ARTICLE —
# # #
As per Gartner’s Hype Cycle update in July 2023, AR/VR for Sales and the Metaverse are still only in the Innovation Trigger phase, indicating there is a lot of scope for innovation and we are nowhere near peak or past euphoria for these technologies. Gartner expects “Early adopters of AR and VR will complement on-site selling and physical product demonstrations currently performed.” Gartner predicts that by 2025 “50% of all enterprise B2B sales technology implementations will include digital sales rooms, so sales leaders must prepare now.”
AR/VR has a lot of scope for social media and e-commerce. For social media, it may help increase the time spent on social media by increasing user retention and engagement, through more realistic and immersive experiences. Podcaster Lex Fridman also hosted Mark Zuckerberg on his podcast, where they interacted through AR/VR technology showcasing to the audience how it can create immersive interactions with humans and the surrounding environment. It also has an application in E-Commerce as it can enable users to experience the outfit through augmented reality, allowing them to visualize how it would look on them. This is why the deal with Amazon (AMZN), allowing customers to shop in-app, makes a lot of sense for both Meta and Amazon and is highly futuristic.
This is exactly what Meta is doing–preparing for the future (2025 and beyond) by investing in its Reality Labs segment today. Keeping in mind the huge potential there is for the Metaverse and AR/VR Technologies, Meta is completely justified in betting on it and I also expect it to pay off very well for the company. Meta has also partnered with Logitech in developing the Quest 2 VR Headset.
# # #
DATA PROVIDED —
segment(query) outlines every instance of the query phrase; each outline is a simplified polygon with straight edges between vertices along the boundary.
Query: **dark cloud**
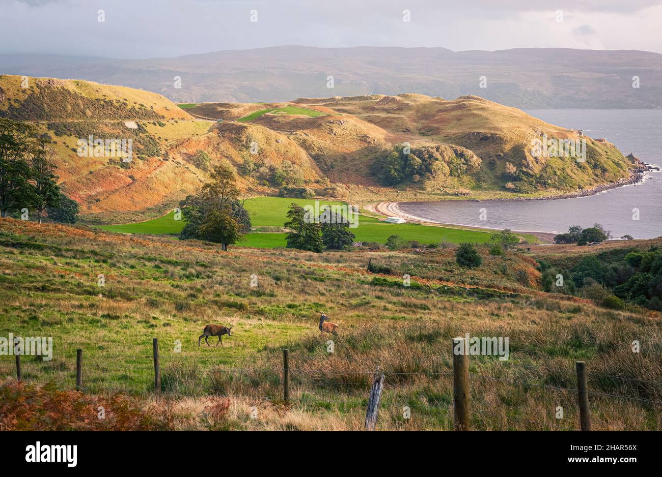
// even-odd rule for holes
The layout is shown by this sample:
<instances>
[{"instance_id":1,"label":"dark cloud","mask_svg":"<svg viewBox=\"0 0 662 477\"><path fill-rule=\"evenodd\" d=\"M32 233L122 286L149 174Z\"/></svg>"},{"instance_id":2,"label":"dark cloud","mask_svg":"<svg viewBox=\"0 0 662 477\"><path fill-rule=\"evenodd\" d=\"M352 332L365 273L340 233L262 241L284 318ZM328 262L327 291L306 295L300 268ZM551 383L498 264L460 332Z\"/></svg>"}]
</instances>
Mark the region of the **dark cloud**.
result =
<instances>
[{"instance_id":1,"label":"dark cloud","mask_svg":"<svg viewBox=\"0 0 662 477\"><path fill-rule=\"evenodd\" d=\"M662 50L653 28L662 0L1 1L0 53L145 58L287 44ZM402 21L404 9L410 22ZM624 25L636 34L614 34Z\"/></svg>"},{"instance_id":2,"label":"dark cloud","mask_svg":"<svg viewBox=\"0 0 662 477\"><path fill-rule=\"evenodd\" d=\"M576 35L592 35L595 33L591 25L580 25L576 28L573 28L573 33Z\"/></svg>"}]
</instances>

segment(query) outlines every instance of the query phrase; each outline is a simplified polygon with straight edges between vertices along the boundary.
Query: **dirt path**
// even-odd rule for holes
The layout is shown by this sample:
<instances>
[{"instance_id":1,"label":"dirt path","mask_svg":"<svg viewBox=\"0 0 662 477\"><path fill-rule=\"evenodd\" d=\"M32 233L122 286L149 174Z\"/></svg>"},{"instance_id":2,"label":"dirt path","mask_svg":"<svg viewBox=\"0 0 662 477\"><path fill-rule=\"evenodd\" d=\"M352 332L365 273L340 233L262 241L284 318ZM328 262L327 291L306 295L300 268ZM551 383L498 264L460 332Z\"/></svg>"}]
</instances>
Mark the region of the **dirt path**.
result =
<instances>
[{"instance_id":1,"label":"dirt path","mask_svg":"<svg viewBox=\"0 0 662 477\"><path fill-rule=\"evenodd\" d=\"M365 205L364 208L375 213L380 213L387 217L397 217L404 219L410 223L419 223L422 225L430 225L432 227L447 227L451 229L463 229L467 230L480 229L479 227L471 227L463 225L456 225L453 224L445 224L440 222L434 222L426 220L421 217L412 215L411 214L403 212L398 207L399 202L379 202L377 203L371 203ZM513 231L518 233L526 233L538 237L543 243L554 243L554 237L556 234L548 232L536 232L529 231Z\"/></svg>"}]
</instances>

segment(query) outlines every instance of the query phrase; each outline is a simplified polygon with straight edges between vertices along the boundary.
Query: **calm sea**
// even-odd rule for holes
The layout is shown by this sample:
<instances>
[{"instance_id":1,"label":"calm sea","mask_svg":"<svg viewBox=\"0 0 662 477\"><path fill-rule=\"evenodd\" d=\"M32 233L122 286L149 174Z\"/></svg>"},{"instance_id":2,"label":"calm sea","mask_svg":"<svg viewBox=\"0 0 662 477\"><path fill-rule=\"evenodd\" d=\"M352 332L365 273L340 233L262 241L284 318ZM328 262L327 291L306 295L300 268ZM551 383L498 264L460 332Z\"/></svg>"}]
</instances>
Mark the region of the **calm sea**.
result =
<instances>
[{"instance_id":1,"label":"calm sea","mask_svg":"<svg viewBox=\"0 0 662 477\"><path fill-rule=\"evenodd\" d=\"M583 129L594 139L606 138L627 155L649 164L662 164L662 110L532 110L544 121ZM404 202L404 212L442 223L493 229L561 233L571 225L596 222L614 237L662 235L662 172L646 174L643 182L576 199ZM487 220L480 220L481 208ZM633 219L633 209L639 220Z\"/></svg>"}]
</instances>

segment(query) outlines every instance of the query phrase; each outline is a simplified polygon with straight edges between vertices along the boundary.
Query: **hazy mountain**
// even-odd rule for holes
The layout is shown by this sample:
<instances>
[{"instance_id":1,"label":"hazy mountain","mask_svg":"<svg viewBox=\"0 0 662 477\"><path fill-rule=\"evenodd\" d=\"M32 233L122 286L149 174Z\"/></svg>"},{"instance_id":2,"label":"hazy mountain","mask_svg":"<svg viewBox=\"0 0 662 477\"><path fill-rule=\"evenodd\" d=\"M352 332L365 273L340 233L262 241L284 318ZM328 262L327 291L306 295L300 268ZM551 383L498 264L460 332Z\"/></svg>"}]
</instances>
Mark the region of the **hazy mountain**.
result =
<instances>
[{"instance_id":1,"label":"hazy mountain","mask_svg":"<svg viewBox=\"0 0 662 477\"><path fill-rule=\"evenodd\" d=\"M22 83L0 75L0 118L30 122L50 138L63 190L91 220L160 215L199 188L220 161L234 166L238 186L252 193L274 195L289 174L287 184L318 196L346 199L351 190L367 202L401 199L400 190L436 199L461 191L491 198L573 192L622 179L632 166L613 145L586 136L585 162L534 156L530 146L544 135L578 140L579 133L475 96L301 98L184 110L130 88ZM83 139L93 149L81 150ZM98 149L97 141L107 139L130 141L132 149ZM394 156L405 143L420 151L406 164L400 152Z\"/></svg>"},{"instance_id":2,"label":"hazy mountain","mask_svg":"<svg viewBox=\"0 0 662 477\"><path fill-rule=\"evenodd\" d=\"M124 85L178 102L410 91L446 98L477 94L518 108L662 107L662 55L637 50L281 46L144 60L0 55L0 73ZM482 76L487 88L479 87Z\"/></svg>"}]
</instances>

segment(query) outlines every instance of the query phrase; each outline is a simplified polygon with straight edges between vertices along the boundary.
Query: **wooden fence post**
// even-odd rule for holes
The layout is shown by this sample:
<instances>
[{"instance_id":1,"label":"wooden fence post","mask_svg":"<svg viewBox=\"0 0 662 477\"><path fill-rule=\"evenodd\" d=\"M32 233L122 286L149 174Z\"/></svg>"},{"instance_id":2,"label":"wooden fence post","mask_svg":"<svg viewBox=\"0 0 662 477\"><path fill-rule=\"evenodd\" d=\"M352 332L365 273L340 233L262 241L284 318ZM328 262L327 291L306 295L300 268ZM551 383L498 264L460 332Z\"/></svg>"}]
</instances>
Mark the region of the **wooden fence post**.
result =
<instances>
[{"instance_id":1,"label":"wooden fence post","mask_svg":"<svg viewBox=\"0 0 662 477\"><path fill-rule=\"evenodd\" d=\"M283 386L285 404L289 403L289 351L283 350Z\"/></svg>"},{"instance_id":2,"label":"wooden fence post","mask_svg":"<svg viewBox=\"0 0 662 477\"><path fill-rule=\"evenodd\" d=\"M16 379L21 381L21 355L16 352L16 343L14 343L14 356L16 357Z\"/></svg>"},{"instance_id":3,"label":"wooden fence post","mask_svg":"<svg viewBox=\"0 0 662 477\"><path fill-rule=\"evenodd\" d=\"M76 389L83 387L83 349L76 349Z\"/></svg>"},{"instance_id":4,"label":"wooden fence post","mask_svg":"<svg viewBox=\"0 0 662 477\"><path fill-rule=\"evenodd\" d=\"M154 351L154 390L161 392L161 365L159 364L159 339L155 338L152 341Z\"/></svg>"},{"instance_id":5,"label":"wooden fence post","mask_svg":"<svg viewBox=\"0 0 662 477\"><path fill-rule=\"evenodd\" d=\"M453 338L453 429L455 431L469 430L468 346L466 338Z\"/></svg>"},{"instance_id":6,"label":"wooden fence post","mask_svg":"<svg viewBox=\"0 0 662 477\"><path fill-rule=\"evenodd\" d=\"M577 370L577 398L579 401L579 426L583 431L591 430L591 412L589 409L589 390L586 384L586 363L576 361Z\"/></svg>"},{"instance_id":7,"label":"wooden fence post","mask_svg":"<svg viewBox=\"0 0 662 477\"><path fill-rule=\"evenodd\" d=\"M377 414L379 412L379 401L381 400L381 392L384 390L384 373L379 372L379 367L375 371L375 378L373 380L372 387L370 388L370 396L368 398L368 409L365 413L365 430L374 431L377 425Z\"/></svg>"}]
</instances>

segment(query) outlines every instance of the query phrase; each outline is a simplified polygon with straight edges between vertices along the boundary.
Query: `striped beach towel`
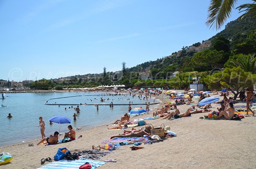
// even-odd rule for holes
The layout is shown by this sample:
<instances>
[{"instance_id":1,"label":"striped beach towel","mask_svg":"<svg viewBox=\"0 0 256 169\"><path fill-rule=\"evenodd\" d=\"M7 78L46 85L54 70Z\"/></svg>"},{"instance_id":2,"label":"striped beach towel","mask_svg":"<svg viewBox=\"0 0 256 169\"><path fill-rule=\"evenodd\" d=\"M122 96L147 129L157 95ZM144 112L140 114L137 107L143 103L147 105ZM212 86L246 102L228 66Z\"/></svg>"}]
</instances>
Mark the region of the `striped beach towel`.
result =
<instances>
[{"instance_id":1,"label":"striped beach towel","mask_svg":"<svg viewBox=\"0 0 256 169\"><path fill-rule=\"evenodd\" d=\"M78 169L86 162L88 162L92 166L92 169L95 169L106 163L104 161L89 160L76 160L74 161L61 160L46 164L38 169Z\"/></svg>"}]
</instances>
# # #
DIRECTION — In the article on AR/VR and Meta, what share of enterprise B2B sales technology implementations does Gartner predict will include digital sales rooms by 2025?

EXERCISE ANSWER — 50%